> MATERIALS PROVIDED
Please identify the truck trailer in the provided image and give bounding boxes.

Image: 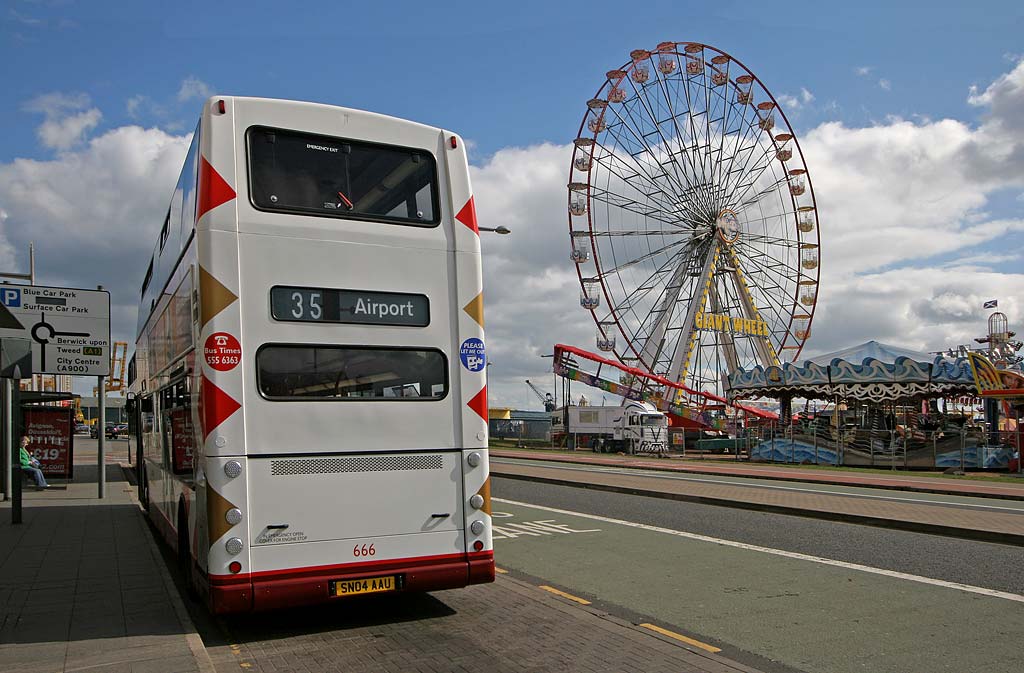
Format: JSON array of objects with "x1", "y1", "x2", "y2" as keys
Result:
[{"x1": 551, "y1": 401, "x2": 668, "y2": 455}]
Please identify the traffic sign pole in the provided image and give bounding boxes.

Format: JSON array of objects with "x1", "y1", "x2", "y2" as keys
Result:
[
  {"x1": 11, "y1": 384, "x2": 21, "y2": 524},
  {"x1": 3, "y1": 379, "x2": 10, "y2": 502},
  {"x1": 98, "y1": 375, "x2": 105, "y2": 499}
]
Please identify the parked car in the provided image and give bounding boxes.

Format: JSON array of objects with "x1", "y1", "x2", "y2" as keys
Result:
[
  {"x1": 106, "y1": 423, "x2": 128, "y2": 439},
  {"x1": 74, "y1": 423, "x2": 89, "y2": 435},
  {"x1": 91, "y1": 422, "x2": 117, "y2": 438}
]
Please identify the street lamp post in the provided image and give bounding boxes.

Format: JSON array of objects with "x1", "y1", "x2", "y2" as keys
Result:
[{"x1": 478, "y1": 226, "x2": 511, "y2": 235}]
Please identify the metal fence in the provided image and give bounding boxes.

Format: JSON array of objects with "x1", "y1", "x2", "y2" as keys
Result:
[
  {"x1": 744, "y1": 423, "x2": 1021, "y2": 471},
  {"x1": 489, "y1": 419, "x2": 551, "y2": 443}
]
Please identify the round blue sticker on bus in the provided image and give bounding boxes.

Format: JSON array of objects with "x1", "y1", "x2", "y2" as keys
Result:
[{"x1": 459, "y1": 338, "x2": 486, "y2": 372}]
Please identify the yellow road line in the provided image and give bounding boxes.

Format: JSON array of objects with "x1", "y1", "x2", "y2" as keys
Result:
[
  {"x1": 639, "y1": 623, "x2": 721, "y2": 653},
  {"x1": 495, "y1": 567, "x2": 508, "y2": 574},
  {"x1": 539, "y1": 585, "x2": 591, "y2": 605}
]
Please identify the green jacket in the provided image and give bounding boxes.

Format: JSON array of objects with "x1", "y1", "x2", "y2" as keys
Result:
[{"x1": 19, "y1": 447, "x2": 34, "y2": 469}]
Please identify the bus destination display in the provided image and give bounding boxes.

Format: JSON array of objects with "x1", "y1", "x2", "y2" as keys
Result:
[{"x1": 271, "y1": 286, "x2": 429, "y2": 327}]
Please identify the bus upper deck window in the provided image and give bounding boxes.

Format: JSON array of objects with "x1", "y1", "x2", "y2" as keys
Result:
[{"x1": 248, "y1": 126, "x2": 439, "y2": 226}]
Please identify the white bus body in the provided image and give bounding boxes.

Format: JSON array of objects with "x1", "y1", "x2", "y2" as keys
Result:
[{"x1": 128, "y1": 96, "x2": 494, "y2": 613}]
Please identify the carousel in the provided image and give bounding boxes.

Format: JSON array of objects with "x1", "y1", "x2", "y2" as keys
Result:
[{"x1": 724, "y1": 341, "x2": 1014, "y2": 469}]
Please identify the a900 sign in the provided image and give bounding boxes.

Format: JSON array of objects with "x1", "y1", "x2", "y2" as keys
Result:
[{"x1": 270, "y1": 286, "x2": 429, "y2": 327}]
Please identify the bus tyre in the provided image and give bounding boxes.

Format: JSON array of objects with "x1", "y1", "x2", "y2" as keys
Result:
[
  {"x1": 141, "y1": 466, "x2": 149, "y2": 512},
  {"x1": 177, "y1": 504, "x2": 197, "y2": 599}
]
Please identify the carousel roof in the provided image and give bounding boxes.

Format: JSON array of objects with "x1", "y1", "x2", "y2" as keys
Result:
[
  {"x1": 727, "y1": 340, "x2": 977, "y2": 402},
  {"x1": 802, "y1": 340, "x2": 932, "y2": 366}
]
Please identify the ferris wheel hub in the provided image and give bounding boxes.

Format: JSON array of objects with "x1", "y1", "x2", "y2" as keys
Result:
[{"x1": 715, "y1": 208, "x2": 741, "y2": 244}]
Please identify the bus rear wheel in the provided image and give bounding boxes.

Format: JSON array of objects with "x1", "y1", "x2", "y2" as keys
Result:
[{"x1": 177, "y1": 504, "x2": 196, "y2": 598}]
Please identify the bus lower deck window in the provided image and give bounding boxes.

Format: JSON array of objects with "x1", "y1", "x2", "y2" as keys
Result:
[{"x1": 256, "y1": 345, "x2": 447, "y2": 400}]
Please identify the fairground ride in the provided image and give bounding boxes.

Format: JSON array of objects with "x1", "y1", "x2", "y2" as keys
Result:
[{"x1": 567, "y1": 41, "x2": 820, "y2": 402}]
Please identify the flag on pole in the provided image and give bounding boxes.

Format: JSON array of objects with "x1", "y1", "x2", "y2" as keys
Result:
[{"x1": 983, "y1": 299, "x2": 998, "y2": 309}]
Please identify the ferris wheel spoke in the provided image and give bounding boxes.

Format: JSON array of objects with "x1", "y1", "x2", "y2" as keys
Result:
[
  {"x1": 624, "y1": 75, "x2": 717, "y2": 218},
  {"x1": 596, "y1": 126, "x2": 710, "y2": 227},
  {"x1": 608, "y1": 250, "x2": 687, "y2": 317},
  {"x1": 675, "y1": 63, "x2": 715, "y2": 204},
  {"x1": 712, "y1": 91, "x2": 771, "y2": 214},
  {"x1": 590, "y1": 229, "x2": 691, "y2": 237},
  {"x1": 587, "y1": 186, "x2": 682, "y2": 227},
  {"x1": 591, "y1": 143, "x2": 707, "y2": 227},
  {"x1": 597, "y1": 237, "x2": 691, "y2": 278},
  {"x1": 651, "y1": 55, "x2": 713, "y2": 211},
  {"x1": 724, "y1": 147, "x2": 788, "y2": 212},
  {"x1": 704, "y1": 61, "x2": 737, "y2": 204},
  {"x1": 606, "y1": 90, "x2": 701, "y2": 205}
]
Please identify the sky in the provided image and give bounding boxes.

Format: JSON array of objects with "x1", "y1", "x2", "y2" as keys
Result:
[{"x1": 1, "y1": 0, "x2": 1023, "y2": 410}]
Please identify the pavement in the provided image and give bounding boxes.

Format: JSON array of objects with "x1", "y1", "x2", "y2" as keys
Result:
[
  {"x1": 1, "y1": 441, "x2": 772, "y2": 673},
  {"x1": 491, "y1": 448, "x2": 1024, "y2": 499},
  {"x1": 204, "y1": 572, "x2": 769, "y2": 673},
  {"x1": 0, "y1": 463, "x2": 213, "y2": 673},
  {"x1": 491, "y1": 450, "x2": 1024, "y2": 545}
]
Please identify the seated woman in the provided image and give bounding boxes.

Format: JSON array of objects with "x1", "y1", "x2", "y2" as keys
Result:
[{"x1": 19, "y1": 436, "x2": 48, "y2": 490}]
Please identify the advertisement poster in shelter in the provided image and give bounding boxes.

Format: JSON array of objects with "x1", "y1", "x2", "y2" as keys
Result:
[
  {"x1": 23, "y1": 407, "x2": 74, "y2": 478},
  {"x1": 170, "y1": 408, "x2": 194, "y2": 474}
]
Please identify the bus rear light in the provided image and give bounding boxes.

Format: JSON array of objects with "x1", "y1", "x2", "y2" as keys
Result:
[
  {"x1": 224, "y1": 460, "x2": 242, "y2": 478},
  {"x1": 470, "y1": 520, "x2": 485, "y2": 535},
  {"x1": 469, "y1": 494, "x2": 484, "y2": 510},
  {"x1": 450, "y1": 136, "x2": 457, "y2": 149},
  {"x1": 228, "y1": 561, "x2": 242, "y2": 574},
  {"x1": 467, "y1": 452, "x2": 481, "y2": 467},
  {"x1": 226, "y1": 537, "x2": 243, "y2": 555},
  {"x1": 217, "y1": 99, "x2": 226, "y2": 114},
  {"x1": 225, "y1": 508, "x2": 242, "y2": 525},
  {"x1": 473, "y1": 541, "x2": 484, "y2": 552}
]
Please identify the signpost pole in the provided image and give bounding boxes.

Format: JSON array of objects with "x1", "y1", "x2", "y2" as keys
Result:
[
  {"x1": 98, "y1": 376, "x2": 105, "y2": 499},
  {"x1": 3, "y1": 379, "x2": 10, "y2": 501},
  {"x1": 11, "y1": 384, "x2": 21, "y2": 524}
]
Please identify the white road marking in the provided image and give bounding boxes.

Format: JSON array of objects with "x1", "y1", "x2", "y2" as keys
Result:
[
  {"x1": 493, "y1": 497, "x2": 1024, "y2": 604},
  {"x1": 492, "y1": 458, "x2": 1024, "y2": 513}
]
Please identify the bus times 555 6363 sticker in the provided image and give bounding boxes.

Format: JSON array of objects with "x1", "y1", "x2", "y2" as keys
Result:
[
  {"x1": 205, "y1": 332, "x2": 241, "y2": 371},
  {"x1": 460, "y1": 338, "x2": 486, "y2": 372}
]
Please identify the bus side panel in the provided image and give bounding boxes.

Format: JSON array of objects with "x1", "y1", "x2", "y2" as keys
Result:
[
  {"x1": 205, "y1": 455, "x2": 252, "y2": 612},
  {"x1": 196, "y1": 98, "x2": 247, "y2": 579},
  {"x1": 441, "y1": 130, "x2": 492, "y2": 572}
]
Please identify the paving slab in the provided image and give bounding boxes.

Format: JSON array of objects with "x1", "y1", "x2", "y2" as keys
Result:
[{"x1": 0, "y1": 464, "x2": 213, "y2": 673}]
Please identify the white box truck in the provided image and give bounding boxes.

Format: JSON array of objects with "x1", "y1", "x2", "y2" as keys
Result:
[{"x1": 551, "y1": 401, "x2": 668, "y2": 454}]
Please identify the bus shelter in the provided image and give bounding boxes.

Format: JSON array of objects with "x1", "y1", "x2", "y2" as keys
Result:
[{"x1": 724, "y1": 341, "x2": 1015, "y2": 469}]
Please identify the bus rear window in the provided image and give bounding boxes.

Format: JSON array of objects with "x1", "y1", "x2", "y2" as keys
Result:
[
  {"x1": 247, "y1": 126, "x2": 438, "y2": 225},
  {"x1": 256, "y1": 345, "x2": 447, "y2": 400}
]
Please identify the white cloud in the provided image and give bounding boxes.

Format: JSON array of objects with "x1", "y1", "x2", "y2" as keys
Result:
[
  {"x1": 0, "y1": 125, "x2": 191, "y2": 349},
  {"x1": 177, "y1": 76, "x2": 213, "y2": 102},
  {"x1": 3, "y1": 60, "x2": 1023, "y2": 411},
  {"x1": 126, "y1": 95, "x2": 145, "y2": 117},
  {"x1": 878, "y1": 78, "x2": 892, "y2": 91},
  {"x1": 23, "y1": 92, "x2": 102, "y2": 150},
  {"x1": 855, "y1": 66, "x2": 872, "y2": 76},
  {"x1": 778, "y1": 87, "x2": 815, "y2": 111},
  {"x1": 36, "y1": 109, "x2": 102, "y2": 150}
]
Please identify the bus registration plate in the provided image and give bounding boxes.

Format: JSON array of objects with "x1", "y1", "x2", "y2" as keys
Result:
[{"x1": 333, "y1": 576, "x2": 396, "y2": 597}]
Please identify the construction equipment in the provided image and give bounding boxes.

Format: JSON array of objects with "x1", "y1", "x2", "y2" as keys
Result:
[
  {"x1": 93, "y1": 341, "x2": 128, "y2": 396},
  {"x1": 525, "y1": 379, "x2": 556, "y2": 411}
]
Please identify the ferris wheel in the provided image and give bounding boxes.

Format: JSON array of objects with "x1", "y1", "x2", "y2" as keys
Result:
[{"x1": 568, "y1": 41, "x2": 820, "y2": 398}]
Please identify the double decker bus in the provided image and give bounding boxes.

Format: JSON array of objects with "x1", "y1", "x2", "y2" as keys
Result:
[{"x1": 127, "y1": 96, "x2": 494, "y2": 613}]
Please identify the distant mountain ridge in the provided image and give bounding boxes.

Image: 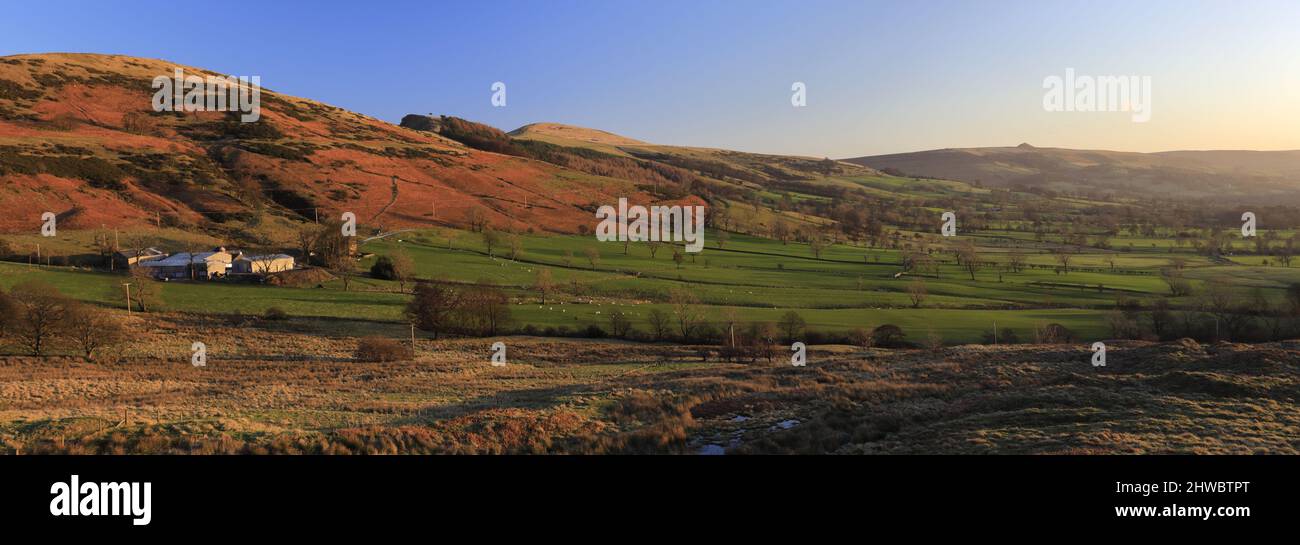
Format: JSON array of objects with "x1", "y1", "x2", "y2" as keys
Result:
[{"x1": 845, "y1": 145, "x2": 1300, "y2": 202}]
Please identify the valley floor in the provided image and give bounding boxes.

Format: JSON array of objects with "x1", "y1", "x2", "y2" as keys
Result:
[{"x1": 1, "y1": 314, "x2": 1297, "y2": 454}]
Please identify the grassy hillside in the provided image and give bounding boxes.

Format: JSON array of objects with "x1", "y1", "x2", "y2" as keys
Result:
[{"x1": 0, "y1": 54, "x2": 653, "y2": 242}]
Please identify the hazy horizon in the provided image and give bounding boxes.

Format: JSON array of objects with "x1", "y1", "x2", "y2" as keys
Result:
[{"x1": 2, "y1": 0, "x2": 1297, "y2": 157}]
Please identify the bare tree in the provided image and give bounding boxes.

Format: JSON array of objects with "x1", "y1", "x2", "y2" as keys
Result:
[
  {"x1": 507, "y1": 233, "x2": 523, "y2": 260},
  {"x1": 906, "y1": 278, "x2": 928, "y2": 308},
  {"x1": 387, "y1": 252, "x2": 413, "y2": 293},
  {"x1": 1053, "y1": 249, "x2": 1073, "y2": 274},
  {"x1": 1160, "y1": 268, "x2": 1193, "y2": 296},
  {"x1": 809, "y1": 236, "x2": 827, "y2": 258},
  {"x1": 957, "y1": 242, "x2": 980, "y2": 280},
  {"x1": 296, "y1": 227, "x2": 318, "y2": 262},
  {"x1": 313, "y1": 220, "x2": 356, "y2": 290},
  {"x1": 777, "y1": 310, "x2": 806, "y2": 344},
  {"x1": 607, "y1": 309, "x2": 632, "y2": 338},
  {"x1": 63, "y1": 303, "x2": 127, "y2": 359},
  {"x1": 466, "y1": 206, "x2": 489, "y2": 233},
  {"x1": 670, "y1": 288, "x2": 704, "y2": 342},
  {"x1": 9, "y1": 280, "x2": 70, "y2": 356},
  {"x1": 521, "y1": 269, "x2": 550, "y2": 306},
  {"x1": 127, "y1": 267, "x2": 163, "y2": 312},
  {"x1": 482, "y1": 228, "x2": 500, "y2": 257},
  {"x1": 1200, "y1": 278, "x2": 1250, "y2": 341},
  {"x1": 584, "y1": 246, "x2": 600, "y2": 270},
  {"x1": 773, "y1": 218, "x2": 791, "y2": 244},
  {"x1": 405, "y1": 280, "x2": 461, "y2": 339},
  {"x1": 1006, "y1": 247, "x2": 1027, "y2": 273},
  {"x1": 647, "y1": 309, "x2": 671, "y2": 341},
  {"x1": 330, "y1": 253, "x2": 356, "y2": 291},
  {"x1": 458, "y1": 279, "x2": 513, "y2": 336}
]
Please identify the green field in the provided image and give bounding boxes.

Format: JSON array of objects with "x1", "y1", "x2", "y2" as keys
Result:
[{"x1": 6, "y1": 222, "x2": 1298, "y2": 345}]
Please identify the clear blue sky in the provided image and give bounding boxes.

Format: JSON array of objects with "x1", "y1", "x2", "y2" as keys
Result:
[{"x1": 3, "y1": 0, "x2": 1297, "y2": 156}]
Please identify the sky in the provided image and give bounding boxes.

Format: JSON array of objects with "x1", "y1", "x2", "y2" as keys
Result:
[{"x1": 2, "y1": 0, "x2": 1297, "y2": 157}]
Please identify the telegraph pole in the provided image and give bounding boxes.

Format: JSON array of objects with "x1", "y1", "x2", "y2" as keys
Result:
[{"x1": 121, "y1": 282, "x2": 132, "y2": 315}]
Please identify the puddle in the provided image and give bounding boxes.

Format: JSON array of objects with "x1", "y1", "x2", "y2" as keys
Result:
[{"x1": 698, "y1": 444, "x2": 726, "y2": 455}]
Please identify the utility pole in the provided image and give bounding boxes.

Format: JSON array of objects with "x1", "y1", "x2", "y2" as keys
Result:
[
  {"x1": 122, "y1": 282, "x2": 132, "y2": 315},
  {"x1": 993, "y1": 320, "x2": 998, "y2": 345},
  {"x1": 410, "y1": 323, "x2": 416, "y2": 352}
]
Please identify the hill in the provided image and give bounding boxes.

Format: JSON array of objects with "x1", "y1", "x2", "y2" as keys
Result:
[
  {"x1": 508, "y1": 120, "x2": 879, "y2": 182},
  {"x1": 0, "y1": 53, "x2": 652, "y2": 240},
  {"x1": 845, "y1": 145, "x2": 1300, "y2": 203},
  {"x1": 509, "y1": 122, "x2": 649, "y2": 146}
]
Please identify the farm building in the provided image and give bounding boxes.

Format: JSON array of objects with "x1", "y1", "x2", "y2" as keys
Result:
[
  {"x1": 113, "y1": 247, "x2": 165, "y2": 269},
  {"x1": 232, "y1": 254, "x2": 295, "y2": 275},
  {"x1": 136, "y1": 248, "x2": 234, "y2": 280}
]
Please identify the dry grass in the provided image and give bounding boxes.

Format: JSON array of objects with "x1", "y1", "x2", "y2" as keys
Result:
[{"x1": 2, "y1": 313, "x2": 1298, "y2": 454}]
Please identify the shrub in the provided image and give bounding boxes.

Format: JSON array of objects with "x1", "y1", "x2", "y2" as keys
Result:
[
  {"x1": 585, "y1": 324, "x2": 607, "y2": 338},
  {"x1": 848, "y1": 327, "x2": 873, "y2": 348},
  {"x1": 121, "y1": 111, "x2": 159, "y2": 135},
  {"x1": 872, "y1": 324, "x2": 908, "y2": 348},
  {"x1": 981, "y1": 328, "x2": 1020, "y2": 344},
  {"x1": 354, "y1": 337, "x2": 412, "y2": 362},
  {"x1": 262, "y1": 307, "x2": 288, "y2": 320},
  {"x1": 1035, "y1": 323, "x2": 1075, "y2": 344},
  {"x1": 371, "y1": 255, "x2": 398, "y2": 280}
]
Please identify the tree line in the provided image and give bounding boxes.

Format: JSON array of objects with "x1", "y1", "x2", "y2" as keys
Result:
[{"x1": 0, "y1": 281, "x2": 127, "y2": 358}]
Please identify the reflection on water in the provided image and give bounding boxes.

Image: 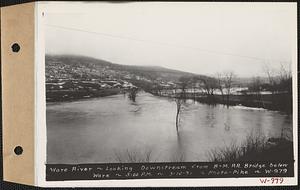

> WHAT TO PRODUCE
Go line by line through the listing and count every line that includes the word "truck". Only the total is needed.

> EXERCISE OUTPUT
2